Source data:

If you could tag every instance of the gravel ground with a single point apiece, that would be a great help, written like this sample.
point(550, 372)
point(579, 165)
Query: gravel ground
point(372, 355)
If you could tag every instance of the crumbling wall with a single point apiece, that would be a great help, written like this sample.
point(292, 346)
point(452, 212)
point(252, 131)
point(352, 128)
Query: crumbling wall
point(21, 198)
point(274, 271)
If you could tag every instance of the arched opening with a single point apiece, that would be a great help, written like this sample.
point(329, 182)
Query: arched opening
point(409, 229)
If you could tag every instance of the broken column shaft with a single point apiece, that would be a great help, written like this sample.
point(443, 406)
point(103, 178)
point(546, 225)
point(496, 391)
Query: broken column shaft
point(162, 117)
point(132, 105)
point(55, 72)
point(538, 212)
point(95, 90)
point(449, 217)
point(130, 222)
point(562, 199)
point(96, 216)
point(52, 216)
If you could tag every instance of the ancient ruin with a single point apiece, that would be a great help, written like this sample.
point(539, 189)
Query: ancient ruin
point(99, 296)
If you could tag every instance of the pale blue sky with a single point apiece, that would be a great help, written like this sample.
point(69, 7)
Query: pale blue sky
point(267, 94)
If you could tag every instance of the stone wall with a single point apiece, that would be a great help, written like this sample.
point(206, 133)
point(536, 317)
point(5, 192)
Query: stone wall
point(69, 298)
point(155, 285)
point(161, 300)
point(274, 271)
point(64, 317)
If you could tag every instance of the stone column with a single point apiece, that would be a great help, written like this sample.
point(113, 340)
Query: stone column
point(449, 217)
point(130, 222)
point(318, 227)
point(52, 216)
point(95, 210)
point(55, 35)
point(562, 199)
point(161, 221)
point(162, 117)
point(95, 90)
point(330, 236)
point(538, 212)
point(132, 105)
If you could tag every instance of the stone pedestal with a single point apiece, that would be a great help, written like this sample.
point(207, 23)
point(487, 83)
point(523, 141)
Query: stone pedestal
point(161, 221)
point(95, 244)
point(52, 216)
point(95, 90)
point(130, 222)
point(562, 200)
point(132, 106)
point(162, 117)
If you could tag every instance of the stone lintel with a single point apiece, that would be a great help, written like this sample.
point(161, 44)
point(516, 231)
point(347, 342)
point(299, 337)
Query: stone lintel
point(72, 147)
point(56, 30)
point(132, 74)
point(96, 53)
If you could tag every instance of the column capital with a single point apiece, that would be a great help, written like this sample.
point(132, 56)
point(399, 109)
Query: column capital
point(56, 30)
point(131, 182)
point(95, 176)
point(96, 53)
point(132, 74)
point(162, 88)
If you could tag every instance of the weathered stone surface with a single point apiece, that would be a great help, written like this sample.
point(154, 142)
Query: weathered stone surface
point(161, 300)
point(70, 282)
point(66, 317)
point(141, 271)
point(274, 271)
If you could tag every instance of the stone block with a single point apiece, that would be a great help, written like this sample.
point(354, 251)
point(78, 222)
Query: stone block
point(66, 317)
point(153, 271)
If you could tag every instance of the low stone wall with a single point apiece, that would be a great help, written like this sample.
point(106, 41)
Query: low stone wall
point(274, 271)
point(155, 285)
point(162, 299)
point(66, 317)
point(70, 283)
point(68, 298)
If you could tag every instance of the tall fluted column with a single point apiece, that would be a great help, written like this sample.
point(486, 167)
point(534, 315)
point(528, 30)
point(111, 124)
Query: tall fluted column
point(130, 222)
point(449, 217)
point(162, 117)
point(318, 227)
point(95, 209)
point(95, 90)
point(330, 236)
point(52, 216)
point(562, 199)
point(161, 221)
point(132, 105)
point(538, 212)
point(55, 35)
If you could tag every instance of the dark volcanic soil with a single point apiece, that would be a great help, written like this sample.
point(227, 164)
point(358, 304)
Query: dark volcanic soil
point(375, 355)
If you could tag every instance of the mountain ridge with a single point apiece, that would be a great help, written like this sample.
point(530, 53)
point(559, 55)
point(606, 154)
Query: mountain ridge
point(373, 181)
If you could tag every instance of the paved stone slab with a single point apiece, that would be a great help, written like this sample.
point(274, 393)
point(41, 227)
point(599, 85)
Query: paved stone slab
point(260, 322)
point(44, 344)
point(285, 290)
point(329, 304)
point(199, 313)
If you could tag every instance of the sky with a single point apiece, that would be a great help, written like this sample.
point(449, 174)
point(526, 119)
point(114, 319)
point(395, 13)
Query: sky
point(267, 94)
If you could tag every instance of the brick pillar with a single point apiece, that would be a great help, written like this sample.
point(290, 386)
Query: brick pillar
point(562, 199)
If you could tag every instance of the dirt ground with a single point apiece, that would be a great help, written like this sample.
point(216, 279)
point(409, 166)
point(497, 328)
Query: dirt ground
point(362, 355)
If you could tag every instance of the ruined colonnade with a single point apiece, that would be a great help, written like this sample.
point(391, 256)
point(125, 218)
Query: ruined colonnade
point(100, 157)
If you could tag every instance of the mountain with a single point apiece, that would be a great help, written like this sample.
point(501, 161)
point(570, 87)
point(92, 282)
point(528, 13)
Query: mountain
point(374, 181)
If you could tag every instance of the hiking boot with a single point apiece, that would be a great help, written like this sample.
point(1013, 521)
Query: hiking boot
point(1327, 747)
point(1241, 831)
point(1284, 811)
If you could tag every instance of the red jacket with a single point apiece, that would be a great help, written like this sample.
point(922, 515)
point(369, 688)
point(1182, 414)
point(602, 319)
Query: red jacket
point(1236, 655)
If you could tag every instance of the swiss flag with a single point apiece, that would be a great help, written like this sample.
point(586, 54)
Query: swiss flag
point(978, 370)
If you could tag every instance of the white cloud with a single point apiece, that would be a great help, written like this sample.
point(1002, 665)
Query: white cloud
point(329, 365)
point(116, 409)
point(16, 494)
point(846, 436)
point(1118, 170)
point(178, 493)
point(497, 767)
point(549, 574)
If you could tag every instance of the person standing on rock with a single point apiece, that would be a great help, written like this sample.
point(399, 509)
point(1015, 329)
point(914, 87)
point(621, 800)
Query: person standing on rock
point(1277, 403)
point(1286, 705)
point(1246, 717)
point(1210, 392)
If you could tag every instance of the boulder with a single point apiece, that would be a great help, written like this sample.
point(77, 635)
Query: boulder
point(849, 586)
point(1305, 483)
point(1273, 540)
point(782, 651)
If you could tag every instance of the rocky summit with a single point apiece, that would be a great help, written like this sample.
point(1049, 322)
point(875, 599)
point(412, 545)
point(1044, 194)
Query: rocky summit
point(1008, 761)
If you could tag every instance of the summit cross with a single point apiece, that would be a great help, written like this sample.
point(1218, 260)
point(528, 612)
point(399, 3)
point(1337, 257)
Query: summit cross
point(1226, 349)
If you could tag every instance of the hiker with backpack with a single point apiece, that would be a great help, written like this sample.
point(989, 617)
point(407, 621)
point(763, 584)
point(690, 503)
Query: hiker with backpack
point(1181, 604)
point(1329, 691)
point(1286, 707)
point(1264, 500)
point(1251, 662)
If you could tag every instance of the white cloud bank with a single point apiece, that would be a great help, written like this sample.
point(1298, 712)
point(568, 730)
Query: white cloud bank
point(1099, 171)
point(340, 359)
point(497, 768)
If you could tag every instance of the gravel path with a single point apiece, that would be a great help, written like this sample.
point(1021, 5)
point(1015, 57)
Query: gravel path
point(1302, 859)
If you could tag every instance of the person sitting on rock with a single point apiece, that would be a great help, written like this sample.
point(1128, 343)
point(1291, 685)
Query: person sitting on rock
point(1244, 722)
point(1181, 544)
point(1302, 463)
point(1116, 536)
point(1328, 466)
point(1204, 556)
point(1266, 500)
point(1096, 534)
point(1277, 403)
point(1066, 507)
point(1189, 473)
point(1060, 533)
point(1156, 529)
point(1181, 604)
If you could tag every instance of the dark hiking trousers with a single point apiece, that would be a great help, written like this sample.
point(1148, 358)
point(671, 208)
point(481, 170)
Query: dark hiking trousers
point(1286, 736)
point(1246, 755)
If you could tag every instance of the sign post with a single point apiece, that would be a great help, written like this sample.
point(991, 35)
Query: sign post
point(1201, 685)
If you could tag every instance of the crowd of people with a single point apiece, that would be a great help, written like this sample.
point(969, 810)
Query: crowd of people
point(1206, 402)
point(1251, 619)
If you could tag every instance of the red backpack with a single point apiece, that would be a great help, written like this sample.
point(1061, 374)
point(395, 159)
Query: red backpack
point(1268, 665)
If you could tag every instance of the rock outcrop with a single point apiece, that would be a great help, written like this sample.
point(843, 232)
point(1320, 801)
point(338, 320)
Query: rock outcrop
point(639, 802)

*WRITTEN TASK*:
In the material above, give the part that opens with the line containing "If you could tag every instance of the weathered" and closes with the line containing "point(153, 271)" as a numbered list, with both of those lines included and blank lines left out.

*COMPLETE RESPONSE*:
1. If you could tag every instance of the weathered stone surface with a single point apiece, that would be a great help, written like this sample.
2. point(154, 142)
3. Query: weathered stone surface
4. point(161, 300)
5. point(70, 282)
6. point(66, 317)
7. point(141, 271)
8. point(274, 271)
9. If you could tag every instance of the stone block with a single point apiece, that would be a great help, written like this sample.
10. point(354, 251)
11. point(78, 222)
12. Query: stone block
13. point(66, 317)
14. point(153, 271)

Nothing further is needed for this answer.